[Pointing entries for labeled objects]

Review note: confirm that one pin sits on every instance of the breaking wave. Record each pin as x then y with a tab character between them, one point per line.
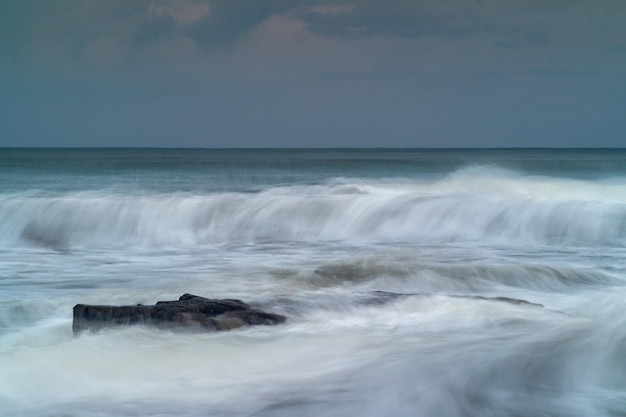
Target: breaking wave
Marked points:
472	204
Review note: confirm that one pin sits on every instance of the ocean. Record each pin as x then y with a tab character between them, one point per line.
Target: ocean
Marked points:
311	235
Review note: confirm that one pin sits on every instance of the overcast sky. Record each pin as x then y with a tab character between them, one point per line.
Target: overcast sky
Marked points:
313	73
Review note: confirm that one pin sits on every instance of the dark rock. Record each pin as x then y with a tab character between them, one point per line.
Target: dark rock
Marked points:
189	312
382	297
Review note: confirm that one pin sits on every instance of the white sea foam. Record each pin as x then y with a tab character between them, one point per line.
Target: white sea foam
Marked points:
473	204
317	248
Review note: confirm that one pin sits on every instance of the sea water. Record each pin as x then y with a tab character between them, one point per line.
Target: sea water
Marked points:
309	234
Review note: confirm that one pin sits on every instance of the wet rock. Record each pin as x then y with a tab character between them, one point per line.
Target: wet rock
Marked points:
189	312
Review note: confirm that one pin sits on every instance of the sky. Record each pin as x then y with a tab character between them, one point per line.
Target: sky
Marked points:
313	73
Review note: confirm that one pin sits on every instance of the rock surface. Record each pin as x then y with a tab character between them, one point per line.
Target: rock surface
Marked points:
189	312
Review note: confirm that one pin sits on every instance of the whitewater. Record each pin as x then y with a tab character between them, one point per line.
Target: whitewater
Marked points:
313	235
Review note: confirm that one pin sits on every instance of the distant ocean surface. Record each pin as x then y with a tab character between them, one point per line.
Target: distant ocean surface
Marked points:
307	234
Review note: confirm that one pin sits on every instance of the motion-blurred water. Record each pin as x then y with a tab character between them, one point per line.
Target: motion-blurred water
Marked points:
307	234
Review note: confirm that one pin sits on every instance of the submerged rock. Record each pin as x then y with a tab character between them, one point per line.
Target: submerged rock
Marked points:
189	312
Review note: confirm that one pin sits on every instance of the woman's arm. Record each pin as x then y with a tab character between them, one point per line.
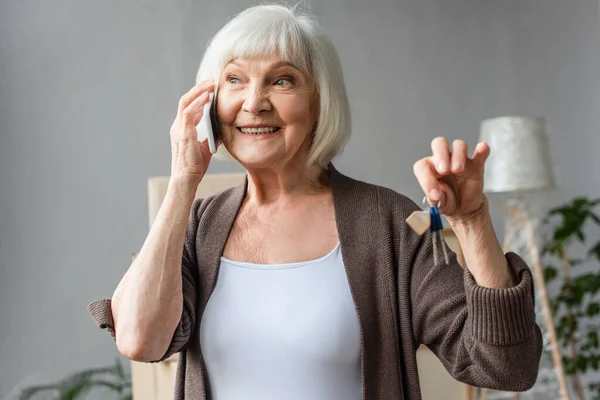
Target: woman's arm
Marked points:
152	311
483	254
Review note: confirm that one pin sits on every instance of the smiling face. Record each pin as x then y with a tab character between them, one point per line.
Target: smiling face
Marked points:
267	111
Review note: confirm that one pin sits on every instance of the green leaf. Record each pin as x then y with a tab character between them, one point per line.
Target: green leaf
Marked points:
550	273
595	251
593	309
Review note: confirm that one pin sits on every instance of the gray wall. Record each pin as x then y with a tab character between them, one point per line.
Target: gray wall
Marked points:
89	89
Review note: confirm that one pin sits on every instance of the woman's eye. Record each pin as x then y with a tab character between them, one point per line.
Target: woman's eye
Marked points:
283	82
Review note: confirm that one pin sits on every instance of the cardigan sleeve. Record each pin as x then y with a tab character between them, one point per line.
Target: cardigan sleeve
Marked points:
101	309
484	337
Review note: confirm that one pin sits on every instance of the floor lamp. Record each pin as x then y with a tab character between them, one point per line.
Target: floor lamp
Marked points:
520	162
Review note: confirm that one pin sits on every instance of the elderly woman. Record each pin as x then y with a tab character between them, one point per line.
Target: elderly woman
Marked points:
304	283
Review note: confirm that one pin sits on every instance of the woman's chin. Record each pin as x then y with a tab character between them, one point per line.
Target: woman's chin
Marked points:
254	158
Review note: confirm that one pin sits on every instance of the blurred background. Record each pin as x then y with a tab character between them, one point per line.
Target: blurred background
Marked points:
89	89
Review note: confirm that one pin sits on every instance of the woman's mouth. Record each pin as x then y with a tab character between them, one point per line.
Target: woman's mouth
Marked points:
259	131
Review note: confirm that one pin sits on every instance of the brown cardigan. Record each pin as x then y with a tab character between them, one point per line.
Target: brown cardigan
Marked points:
484	337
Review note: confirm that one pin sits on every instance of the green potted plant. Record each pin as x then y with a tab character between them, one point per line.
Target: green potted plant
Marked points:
576	305
76	386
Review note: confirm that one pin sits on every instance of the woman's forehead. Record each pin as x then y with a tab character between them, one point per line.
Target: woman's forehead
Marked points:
261	62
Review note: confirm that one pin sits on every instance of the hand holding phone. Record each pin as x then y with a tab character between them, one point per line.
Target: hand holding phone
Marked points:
209	123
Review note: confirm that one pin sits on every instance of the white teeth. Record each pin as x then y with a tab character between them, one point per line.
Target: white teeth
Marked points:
256	131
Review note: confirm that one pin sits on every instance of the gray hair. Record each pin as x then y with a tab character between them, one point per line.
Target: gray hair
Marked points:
268	30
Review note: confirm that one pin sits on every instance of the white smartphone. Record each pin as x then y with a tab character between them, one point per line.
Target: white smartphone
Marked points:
209	124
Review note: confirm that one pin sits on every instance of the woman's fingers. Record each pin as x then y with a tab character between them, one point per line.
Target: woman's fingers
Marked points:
193	93
459	155
441	155
428	179
481	153
192	114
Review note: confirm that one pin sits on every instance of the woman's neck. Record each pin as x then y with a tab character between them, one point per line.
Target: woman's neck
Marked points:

### What you have to do:
Put every line of the data above into a numbered list, skipping blank lines and leaving the pictures out.

### Task response:
1. Review note: confirm that one pin sits on every instance of the breaking wave. Record each pin as x then y with a tab character between them, one point per line.
2. Target: breaking wave
3. Marked points:
4. 472	204
5. Review note: confirm that one pin sits on every instance of the ocean. Record each pin as x then y with a tab character between them, one point per line.
6. Target: ocean
7. Marked points:
8. 311	235
9. Review note: confirm that one pin sits on every instance of the overcast sky. Record each pin as x then y with a tab character between them, one point per line.
10. Target: overcast sky
11. Marked points:
12. 313	73
13. Review note: confirm that one pin sits on every instance of the dark rock. Record each pin as x then y with a tab character between them, one point per line.
14. Target: dark rock
15. Marked points:
16. 189	312
17. 382	297
18. Review note: confirm that one pin sits on every instance of the white sea foam. Record each pin as x then y with a tab character between them, one point per line.
19. Target: white sea foam
20. Marked points:
21. 473	204
22. 317	248
23. Review note: confirm that one pin sits on every instance of the sea water. Record each pin as x then y with a tab character between them, one point per line.
24. Target: sea water
25. Marked points:
26. 309	234
27. Review note: confirm that one pin sits on every instance of the wet rock. Record each pin as x then y with a tab character between them, one point per line.
28. Target: wet rock
29. Marked points:
30. 189	312
31. Review note: confirm that one pin sits on every instance of the sky. Record each pin as x then y with a tab character between them, one point per line.
32. Target: sky
33. Marked points:
34. 313	73
35. Review note: confirm that one pin sits on every instance of the rock surface. Record each pin as x then y with a tab character between them, one point per line.
36. Target: rock surface
37. Marked points:
38. 189	312
39. Review note: confirm that one pin sits on every instance of the whitewater. Record each pin as x then y with a tab character between them, one point per line.
40. Target: whitewater
41. Marked points:
42. 313	235
43. Review note: confirm that one pin sits on every instance of the distant ocean surface. Record each pin as x then y with a tab character between them, one point per line.
44. Target: distant ocean surface
45. Marked points:
46. 307	234
47. Review note: confirm that one pin sits on every instance of the motion-blurred water. Record each pin as x then y with a tab character between them, one point per line.
48. Target: motion-blurred water
49. Marked points:
50. 307	234
51. Review note: confirm that one pin sits on every instance of the submerged rock. Record each pin as x then y with a tab character between them, one point per line.
52. Target: submerged rock
53. Marked points:
54. 189	312
55. Review note: confirm that one pin sits on every instance of the woman's arm. Record each pin as x then y with a tab character between them, one point per line.
56. Target: woman's arm
57. Marked points:
58. 152	311
59. 483	254
60. Review note: confirm that one pin sits on every instance of the smiling face. Record each pin as x then y with a tab character between them, one point per line.
61. Target: smiling face
62. Marked points:
63. 267	111
64. Review note: confirm that one pin sits on every instance of the green leaf. Record each pin as x then y with a tab character between them, one point per line.
65. Target: green leaf
66. Marked points:
67. 550	273
68. 595	251
69. 593	309
70. Review note: confirm that one pin sits on every instance of the gray wall. Record each pin as x then y with a tab character between them, one point per line.
71. Target: gray wall
72. Marked points:
73. 89	89
74. Review note: confirm that one pin sits on every instance of the woman's eye. Record each pin as x then y with a tab character between them, one point per line.
75. Target: woman's eye
76. Marked points:
77. 283	82
78. Review note: confirm that one pin sits on every instance of the cardigan sleeve. Record each pin as x then y with a tab character between them, one point per line.
79. Target: cardigan sleeve
80. Marked points:
81. 101	309
82. 484	337
83. Review note: confirm that one pin sits on every instance of the floor lamp. Record each pin as x then y with a tab character between them, one point per line.
84. Target: floor lamp
85. Marked points:
86. 520	162
87. Review note: confirm that one pin sits on every instance of the elderly woman. Record each pin as x then y with a tab character between them, one point per line.
88. Target: elderly woman
89. Marked points:
90. 304	283
91. Review note: confirm that one pin sits on every instance of the woman's chin. Record each pin as x then y with a tab character between them, one point per line.
92. Target: woman's chin
93. Marked points:
94. 254	158
95. Review note: confirm that one pin sits on every instance of the blurred background. Record each pin as x then y with a tab character between them, one point per line.
96. Target: blurred background
97. Marked points:
98. 89	89
99. Review note: confirm that one pin sits on every instance of the woman's mouth. Record each pin as x then y with a tab character between them, one point per line.
100. Target: woman's mouth
101. Marked points:
102. 259	131
103. Review note: confirm that one pin sits on every instance of the brown cardigan. Record each pin as x then y with a tab character between them, one point per line.
104. Target: brown cardigan
105. Marked points:
106. 484	337
107. Review note: confirm that one pin sits on every instance of the green potted plant. Record each pin as x then y with a tab character between them, one point per line.
108. Target: green potted plant
109. Marked points:
110. 576	305
111. 76	386
112. Review note: confirm that one pin sits on every instance of the woman's forehead. Record each pin as x then y with a tab character between them, one point per line.
113. Target: woman's forehead
114. Marked points:
115. 261	62
116. Review note: confirm that one pin sits on every instance of the hand holding phone. Record each pin as x then y with a tab character between them, one point per line.
117. Target: hand holding phone
118. Marked points:
119. 209	123
120. Review note: confirm that one pin sits on every instance of the white teeth. Record each pin as x then y with a tab character between them, one point per line.
121. Target: white teeth
122. Marked points:
123. 256	131
124. Review note: confirm that one pin sits on every instance of the gray hair. Record each pin as x then y with a tab character between them, one point per line.
125. Target: gray hair
126. Marked points:
127. 268	30
128. Review note: confirm that one pin sits on every instance of the white smartphone. Record each pin as x then y with a tab character between them, one point per line.
129. Target: white smartphone
130. Marked points:
131. 209	124
132. Review note: confirm that one pin sits on every instance of the woman's fingers. Record each pin as x then y with a tab character between them, one point per line.
133. Target: woman's fingers
134. Marked points:
135. 193	93
136. 459	155
137. 441	155
138. 428	179
139. 481	153
140. 192	114
141. Review note: confirm that one pin sits on every instance of the woman's neck. Record each pin as x then y with a tab character between them, one point per line.
142. Target: woman's neck
143. Marked points:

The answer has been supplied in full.